INSTRUÇÃO 1: Com base no artigo sobre a Semana de Arte Moderna de 1922, liste as nacionalidades dos imigrantes que construíram fábricas em São Paulo.
INSTRUÇÃO 2:
Responda às perguntas abaixo com base no artigo sobre a Semana de Arte Moderna de 1922.
(a) Em que local o evento foi promovido?
(b) Quem foi a principal patrocinadora da Semana?
(c) Quem foi a única mulher representada no movimento?
INSTRUÇÃO 3: De acordo com o artigo sobre a Semana de Arte Moderna de 1922, por que Graça Aranha, Mario de Andrade e Oswald de Andrade exaltavam a remodelação da estética no Brasil?

O testemunho na Arte de Di Cavalcanti

                                                                                             Mara Paulina Arruda

 

Senhores, atenção: Nos dias 13, 15 e 17 de fevereiro, os intelectuais e artistas Anita Malfatti, Mario de Andrade, Oswald de Andrade, Rego Monteiro, Graça Aranha, Heitor Villa-Lobos, Victor Brecheret, Menotti Del Pecchia, Ronald de Carvalho, Zina Aída, Monteiro Lobato e Di Cavalcanti,  no Teatro Municipal de São Paulo promoverão o evento  Semana de Arte Moderna de 1922!

Semana decisiva para a arte brasileira marcada por  exposições, concertos e palestras cujo objetivo era promover a produção e criatividade multifacetada brasileira. Recebidos com vaias os artistas apresentaram as suas obras.

A prosperidade na agricultura do café promoveram o enriquecimento e a chegada das primeiras industrias em São Paulo. Fábricas construídas por imigrantes italianos, alemães e franceses vão se destacando na cidade. As casas são construídas com novos desenhos e materiais. Abrem-se salas de cinema, inicia-se a produção de filmes brasileiros no Rio de Janeiro e em São Paulo. Os artistas brasileiros vão estudar na Europa e os imigrantes italianos expõem em São Paulo suas obras.

 Diante deste movimento de arte a alta sociedade paulistana  é a principal patrocinadora da Semana de Arte Moderna de 1922.  A semana é apresentada em três dias. Um grupo de artistas e intelectuais que se colocavam contra á cultura eletista. Os participantes deste movimento tinham como objetivo reformular a ideia de que o Brasil não tinha uma cultura própria e importava uma estética que não correspondia a riqueza nacional. Dar visão  á um país tropical em suas manifestações culturais decorrentes da riqueza multiracial de índios, brancos e negros.  As palestras chamavam o público para libertar o país da estética Européia  olhando para o Brasil na sua linguagem ‘original’.

Graça Aranha, Mario de Andrade e Oswald de Andrade exaltavam a remodelação da estética no Brasil. Para eles o país precisava se libertar do inoportuno arcadismo, academicismo e provincianismo. Anita Malfatti a única mulher representada neste movimento expos sua pintura expressionista  que teve duras críticas de Monteiro Lobato. “Paranoia ou mistificação?”. Di Cavalcanti, o autor do cartaz da Semana de Arte Moderna- catálogo da exposição- trabalhava como cartunista  retratando o negro,os boemios e a sensualidade da mulher brasileira, os destituidos pela sorte economica também sofre críticas do público.  

Abaixo as regras e moldes! Dizia o Manifesto de 1922.

Prestes a completar cem anos, a Semana de Arte Moderna de 1922, terá no ano de 2022 uma retrospectiva em São Paulo!

                                Quem foi Di Cavalcanti?

MATERIAL EXTRAÍDO:
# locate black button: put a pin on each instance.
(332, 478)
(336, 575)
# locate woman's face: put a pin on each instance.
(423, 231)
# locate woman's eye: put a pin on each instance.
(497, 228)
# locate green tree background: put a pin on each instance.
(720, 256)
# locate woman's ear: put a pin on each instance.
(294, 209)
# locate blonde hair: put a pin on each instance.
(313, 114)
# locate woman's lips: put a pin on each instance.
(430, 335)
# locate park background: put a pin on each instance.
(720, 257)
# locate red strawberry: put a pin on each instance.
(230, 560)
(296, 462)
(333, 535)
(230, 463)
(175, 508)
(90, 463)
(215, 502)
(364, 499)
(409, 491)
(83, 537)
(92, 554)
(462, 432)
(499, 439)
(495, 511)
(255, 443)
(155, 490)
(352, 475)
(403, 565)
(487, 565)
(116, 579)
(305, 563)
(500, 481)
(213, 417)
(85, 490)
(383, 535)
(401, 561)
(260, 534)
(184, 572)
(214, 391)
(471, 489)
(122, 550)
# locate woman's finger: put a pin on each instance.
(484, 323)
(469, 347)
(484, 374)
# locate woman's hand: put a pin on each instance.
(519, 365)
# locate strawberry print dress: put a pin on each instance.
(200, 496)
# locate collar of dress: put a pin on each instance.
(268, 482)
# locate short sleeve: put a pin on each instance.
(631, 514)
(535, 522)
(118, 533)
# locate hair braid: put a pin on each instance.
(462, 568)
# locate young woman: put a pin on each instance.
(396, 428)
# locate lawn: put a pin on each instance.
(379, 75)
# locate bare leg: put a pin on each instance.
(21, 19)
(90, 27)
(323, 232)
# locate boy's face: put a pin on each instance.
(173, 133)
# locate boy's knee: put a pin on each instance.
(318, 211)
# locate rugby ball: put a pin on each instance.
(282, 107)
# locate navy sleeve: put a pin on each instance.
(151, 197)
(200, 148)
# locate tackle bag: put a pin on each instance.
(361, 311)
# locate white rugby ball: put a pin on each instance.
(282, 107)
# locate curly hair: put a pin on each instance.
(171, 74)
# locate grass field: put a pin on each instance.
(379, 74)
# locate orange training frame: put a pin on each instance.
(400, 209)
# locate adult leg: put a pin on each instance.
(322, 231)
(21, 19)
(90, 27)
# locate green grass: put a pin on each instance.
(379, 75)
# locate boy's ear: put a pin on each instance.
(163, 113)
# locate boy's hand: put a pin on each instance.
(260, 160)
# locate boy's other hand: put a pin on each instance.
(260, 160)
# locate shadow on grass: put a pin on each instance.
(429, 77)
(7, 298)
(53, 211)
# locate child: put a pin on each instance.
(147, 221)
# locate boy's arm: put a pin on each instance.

RESPOSTA 1: Italianos, alemães e franceses.

RESPOSTA 2:
(a) No Teatro Municipal de São Paulo.
(b) A alta sociedade paulistana.
(c) Anita Malfatti.

RESPOSTA 3: Eles exaltavam essa remodelação porque, na visão deles, o país precisava se libertar do inoportuno arcadismo, academicismo e provincianismo.